_Given entries_
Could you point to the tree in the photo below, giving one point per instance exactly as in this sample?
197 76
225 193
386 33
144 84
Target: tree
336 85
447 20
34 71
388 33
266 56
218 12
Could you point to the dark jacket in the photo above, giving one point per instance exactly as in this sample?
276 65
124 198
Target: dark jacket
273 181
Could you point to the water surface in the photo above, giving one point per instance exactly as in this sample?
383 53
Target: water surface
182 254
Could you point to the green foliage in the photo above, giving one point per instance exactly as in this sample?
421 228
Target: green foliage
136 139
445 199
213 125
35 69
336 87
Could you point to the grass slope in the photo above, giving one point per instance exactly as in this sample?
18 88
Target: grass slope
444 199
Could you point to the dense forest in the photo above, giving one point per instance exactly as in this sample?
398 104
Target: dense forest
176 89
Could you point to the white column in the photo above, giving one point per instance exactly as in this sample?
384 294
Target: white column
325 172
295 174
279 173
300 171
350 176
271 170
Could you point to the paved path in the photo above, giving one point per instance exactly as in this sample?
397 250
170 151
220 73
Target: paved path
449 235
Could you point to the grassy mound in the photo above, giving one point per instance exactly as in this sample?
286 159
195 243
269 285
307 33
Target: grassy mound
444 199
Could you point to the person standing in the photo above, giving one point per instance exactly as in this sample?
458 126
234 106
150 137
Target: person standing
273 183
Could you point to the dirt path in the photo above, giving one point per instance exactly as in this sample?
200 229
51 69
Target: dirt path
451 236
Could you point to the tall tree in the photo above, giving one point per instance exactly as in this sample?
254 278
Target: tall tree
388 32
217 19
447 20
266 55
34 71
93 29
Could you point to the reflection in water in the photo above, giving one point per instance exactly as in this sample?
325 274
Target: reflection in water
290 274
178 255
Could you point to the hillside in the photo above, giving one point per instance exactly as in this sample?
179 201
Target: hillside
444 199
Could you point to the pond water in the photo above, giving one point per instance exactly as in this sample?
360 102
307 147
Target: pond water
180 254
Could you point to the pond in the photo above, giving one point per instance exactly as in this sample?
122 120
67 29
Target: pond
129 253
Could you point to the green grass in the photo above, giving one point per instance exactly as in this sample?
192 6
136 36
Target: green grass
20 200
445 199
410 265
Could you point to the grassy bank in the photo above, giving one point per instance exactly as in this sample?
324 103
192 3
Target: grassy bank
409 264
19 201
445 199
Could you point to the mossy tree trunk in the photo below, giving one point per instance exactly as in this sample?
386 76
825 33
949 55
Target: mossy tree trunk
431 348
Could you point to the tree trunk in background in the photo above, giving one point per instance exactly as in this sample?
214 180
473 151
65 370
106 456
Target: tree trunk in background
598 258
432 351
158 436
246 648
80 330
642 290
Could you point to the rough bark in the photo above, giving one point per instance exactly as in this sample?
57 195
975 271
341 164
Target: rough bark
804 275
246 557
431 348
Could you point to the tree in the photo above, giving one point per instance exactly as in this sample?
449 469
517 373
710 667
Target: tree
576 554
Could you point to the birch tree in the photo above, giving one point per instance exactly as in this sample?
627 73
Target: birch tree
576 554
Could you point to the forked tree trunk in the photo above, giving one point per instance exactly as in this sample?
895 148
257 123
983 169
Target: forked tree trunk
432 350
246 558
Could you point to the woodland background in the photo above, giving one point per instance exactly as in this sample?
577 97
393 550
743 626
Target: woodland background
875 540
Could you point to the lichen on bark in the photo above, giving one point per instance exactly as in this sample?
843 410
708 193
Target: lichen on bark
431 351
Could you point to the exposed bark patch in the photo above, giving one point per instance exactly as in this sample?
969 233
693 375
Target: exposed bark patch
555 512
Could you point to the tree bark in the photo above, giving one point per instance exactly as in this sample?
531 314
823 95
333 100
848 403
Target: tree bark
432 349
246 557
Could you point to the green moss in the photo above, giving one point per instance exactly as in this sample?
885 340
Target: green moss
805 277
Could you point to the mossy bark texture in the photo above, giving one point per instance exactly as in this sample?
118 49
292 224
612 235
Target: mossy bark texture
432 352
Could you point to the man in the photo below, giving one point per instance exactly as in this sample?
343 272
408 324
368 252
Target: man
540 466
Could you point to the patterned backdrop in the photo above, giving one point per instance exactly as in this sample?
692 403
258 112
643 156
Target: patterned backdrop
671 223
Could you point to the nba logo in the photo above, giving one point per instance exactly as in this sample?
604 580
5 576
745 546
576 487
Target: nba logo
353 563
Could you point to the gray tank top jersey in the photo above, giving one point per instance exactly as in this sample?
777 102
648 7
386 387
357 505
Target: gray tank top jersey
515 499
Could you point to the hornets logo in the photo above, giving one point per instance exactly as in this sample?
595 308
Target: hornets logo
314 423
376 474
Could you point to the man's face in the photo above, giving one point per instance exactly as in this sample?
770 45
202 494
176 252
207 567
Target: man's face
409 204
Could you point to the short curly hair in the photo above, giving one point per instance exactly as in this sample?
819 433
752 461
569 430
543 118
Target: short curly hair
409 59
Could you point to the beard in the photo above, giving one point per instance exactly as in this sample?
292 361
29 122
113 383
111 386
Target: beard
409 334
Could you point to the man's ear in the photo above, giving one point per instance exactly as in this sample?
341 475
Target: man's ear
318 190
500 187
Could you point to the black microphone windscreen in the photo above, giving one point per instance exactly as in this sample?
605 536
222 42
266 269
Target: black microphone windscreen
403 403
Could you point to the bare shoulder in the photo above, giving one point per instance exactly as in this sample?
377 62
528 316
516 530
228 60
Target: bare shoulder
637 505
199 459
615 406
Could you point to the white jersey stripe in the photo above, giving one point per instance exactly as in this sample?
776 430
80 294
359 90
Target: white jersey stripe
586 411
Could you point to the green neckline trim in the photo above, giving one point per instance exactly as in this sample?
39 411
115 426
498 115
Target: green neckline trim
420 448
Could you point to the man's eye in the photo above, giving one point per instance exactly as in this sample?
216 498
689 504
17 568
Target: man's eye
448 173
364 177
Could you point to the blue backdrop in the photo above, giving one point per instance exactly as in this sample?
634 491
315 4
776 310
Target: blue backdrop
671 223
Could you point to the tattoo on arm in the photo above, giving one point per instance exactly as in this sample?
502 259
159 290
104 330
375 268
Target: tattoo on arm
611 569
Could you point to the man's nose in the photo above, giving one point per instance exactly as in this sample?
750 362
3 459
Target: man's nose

_Instructions to follow_
This task calls for the material above to be duplicated verbatim.

_Answer to this problem_
Could you point to the tree in the photo below, giving one point per instance exactly as in this sample?
197 76
225 193
386 33
144 84
Target: tree
336 85
447 20
34 71
388 33
266 56
218 12
Could you point to the dark jacket in the photo above, giving one point per instance exactly as in this sample?
276 65
124 198
Target: dark jacket
273 181
Could you point to the water surface in the photo above, giving one point per instance exactly as in this sample?
383 53
Target: water surface
182 254
Could you point to the green foliage in the photo above, giving one point per instance exactly as in this sample?
421 228
Target: green foliage
136 139
445 199
213 125
35 69
336 87
Could you point to the grass slope in the photo above, giving one point per instance exactly as in this sample?
18 88
Target: grass slope
444 199
Could you point to the dense forest in the photo above, giving one point per instance exactly as in this sample?
398 104
Target: dense forest
176 89
Could you point to the white column in the photo above, giving one point per instance exactly as in this sample?
384 294
Target: white column
325 172
295 174
279 173
300 171
350 176
271 170
Could you point to the paved path in the photo above, giving one point per instance exactly as in this sample?
397 250
170 151
220 73
Target: paved path
449 235
Could you point to the grassy mound in the photo above, giving one point per instance exactly as in this sample?
286 159
195 243
269 285
307 33
Target: grassy mound
444 199
Could you point to the person standing in the photo above, giving one point per instance exactly as in this sample?
458 126
234 106
150 137
Target: person standing
273 183
Could you point to the dirt path in the photo above, giving one point per instance exactly as in this sample?
200 229
51 69
Target: dirt path
451 236
Could you point to the tall tree in the photo above, giving one point per instance exactly as in this sample?
254 278
Target: tall tree
388 32
217 19
447 20
266 55
34 71
93 29
Could you point to the reflection in water in the photo above, giving one point per instance exactly as in this sample?
325 274
Target: reflection in water
290 274
178 255
Could you point to the hillside in the photo above, giving one point per instance exactly as in this sample?
179 201
Target: hillside
444 199
Could you point to the pond water in the photo above, giving one point per instance exactly as in this sample?
360 102
307 147
Target: pond water
180 254
Could you point to the pond in the photo above, giving one point per instance exactly as in this sample?
122 120
67 29
Target: pond
129 253
Could you point to the green grass in the photo above, giving one point per instance exactly as in this sample?
192 6
136 36
Target: green grass
20 200
445 199
410 265
Could you point to the grassy bank in the photo above, giving one point per instance exactly as in this sample?
324 103
192 3
Target: grassy bank
409 264
19 201
445 199
Could you point to the mossy tree trunk in the photo below, giving one point per instance exactly as in this sample?
386 76
825 33
949 55
Target: mossy tree trunk
431 348
Could you point to the tree trunk in background in the photo above, giving one point per instance exactly as in this sample?
214 180
473 151
65 370
106 456
Target: tree trunk in background
598 258
432 351
158 436
246 648
80 330
642 290
Could you point to the rough bark in the photo above, giving one point per instance exactly as in this sample?
57 195
975 271
341 164
Target: rough bark
804 275
246 557
431 348
Could you point to the tree in the photo above, giving one point per instance exactly as in this sample?
449 469
517 373
710 667
Target: tree
576 554
Could you point to the birch tree in the photo above, giving one point per instance exactly as in this sample?
627 73
Target: birch tree
576 554
Could you point to the forked tree trunk in the photo above, giving one point per instance exactly as in this sample?
895 148
257 123
983 169
Target: forked tree trunk
432 350
246 558
Could you point to the woodland background in the photo above, giving one point per instance exactly as in this sample?
577 97
393 550
743 626
Target: woodland background
875 540
Could you point to the lichen on bark in the photo above, giving one point per instance exactly as in this sample?
843 410
708 193
Target: lichen on bark
431 351
Could you point to the exposed bark patch in the photo above, giving one point per instance exactly as in this sample?
969 233
693 375
Target: exposed bark patch
555 512
Could you point to the tree bark in the photo above, giving one point per instance exactly as in this sample?
531 314
823 95
333 100
848 403
Target: tree bark
432 349
246 557
Could you point to the green moss in the photo above, giving one point per instance exactly as in this sample?
885 340
Target: green moss
805 277
Could you point to the mossy bark texture in the photo above, giving one point per instance exactly as in this sample?
118 49
292 224
612 235
Target: mossy bark texture
432 352
Could you point to the man in the photo below, giving one point per instance exactly as in this sample?
343 272
408 324
368 252
Target: man
540 466
Could you point to the patterned backdrop in the photo above, giving one point per instance exactly as in this sample?
692 403
258 112
643 156
Target: patterned backdrop
671 223
Could you point to the nba logo in the photo above, giving one point per instance exactly as in this sample?
604 580
5 576
745 546
576 487
Target: nba logo
353 563
Could you point to the gray tank top jersey in the photo above, giving one point per instance exactly as in this sample?
777 102
648 7
386 387
357 505
Target: gray tank top jersey
515 499
Could you point to the hornets logo in the photo above, giving one point per instance exactly as in this sample?
595 308
Target: hornets logo
314 423
376 474
Could you point to the man's face in the photo above, giving one point per instance exactly as in this sample?
770 45
202 494
176 252
207 567
Target: man's face
409 204
Could you point to the short curly hair in the photo above, giving one point per instance exactly as in this sample?
819 433
752 461
569 430
543 118
Target: short curly hair
409 59
Could you point to the beard in the photo above, giving one point per instance exactly as in this sample?
292 361
29 122
113 383
111 386
Target: beard
409 334
Could you point to the man's ear in the photo above, giving one point per instance exactly as in this sample?
341 475
Target: man's ear
318 190
500 187
Could you point to the black microphone windscreen in the photo above, giving one point per instance exactly as in this sample?
605 536
222 42
266 269
Target: black microphone windscreen
403 403
Could you point to the bare shoulder in the photo above, giving one point per instance exactly as in this sample?
377 62
528 316
516 530
228 60
Target: bare shoulder
637 505
199 459
615 406
Could you point to the white jersey stripe in the photo above, giving one point per instance exactly as in this sample?
776 430
80 294
359 90
Target: white jersey stripe
586 411
Could you point to the green neckline trim in the photo above, giving one point per instance exactly as in this sample?
39 411
115 426
498 115
Target: green neckline trim
420 448
Could you point to the man's eye in the photo above, giving one point per instance exactly as in this sample?
216 498
689 504
17 568
Target: man's eye
448 173
364 177
Could you point to the blue backdrop in the photo above, giving one point per instance exactly as in this sample?
634 491
315 4
776 310
Target: blue backdrop
671 223
Could you point to the tattoo on arm in the photo above, giving one point per instance exactly as in this sample?
502 259
159 290
104 330
375 268
Target: tattoo on arm
611 569
Could you point to the man's nose in the photo above, giving one point per instance exactly as in this sample?
750 362
3 459
Target: man's nose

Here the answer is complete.